[Opening RECORD EXCERPTS section]

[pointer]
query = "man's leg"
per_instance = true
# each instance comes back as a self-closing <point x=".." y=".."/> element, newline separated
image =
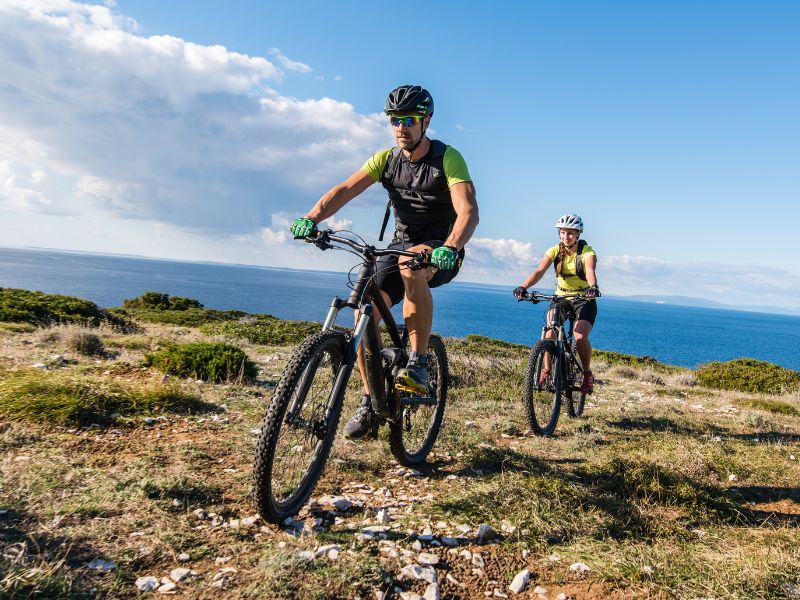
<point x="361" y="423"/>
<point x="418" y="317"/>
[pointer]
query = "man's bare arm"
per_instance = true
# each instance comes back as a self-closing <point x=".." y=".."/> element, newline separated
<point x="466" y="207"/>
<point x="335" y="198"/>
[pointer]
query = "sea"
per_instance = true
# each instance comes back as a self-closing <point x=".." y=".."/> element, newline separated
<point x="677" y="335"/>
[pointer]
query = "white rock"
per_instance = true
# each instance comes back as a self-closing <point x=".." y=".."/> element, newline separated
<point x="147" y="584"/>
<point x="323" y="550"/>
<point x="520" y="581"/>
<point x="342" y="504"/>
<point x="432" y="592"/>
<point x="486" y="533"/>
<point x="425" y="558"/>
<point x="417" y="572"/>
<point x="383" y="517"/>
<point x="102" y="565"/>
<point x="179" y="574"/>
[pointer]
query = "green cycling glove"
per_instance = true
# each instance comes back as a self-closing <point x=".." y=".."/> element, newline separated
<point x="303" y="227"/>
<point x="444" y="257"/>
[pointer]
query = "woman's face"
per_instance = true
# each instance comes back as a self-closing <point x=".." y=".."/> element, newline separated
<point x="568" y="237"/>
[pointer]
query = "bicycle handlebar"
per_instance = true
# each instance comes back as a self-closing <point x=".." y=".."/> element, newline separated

[Closing RECORD EXCERPTS section]

PROBLEM DETAILS.
Reproduce every line above containing "query".

RESPONSE AREA.
query = "man's leg"
query = "man's bare arm"
query = "sea"
query = "white rock"
query = "green cycling glove"
query = "woman's face"
query = "bicycle handlebar"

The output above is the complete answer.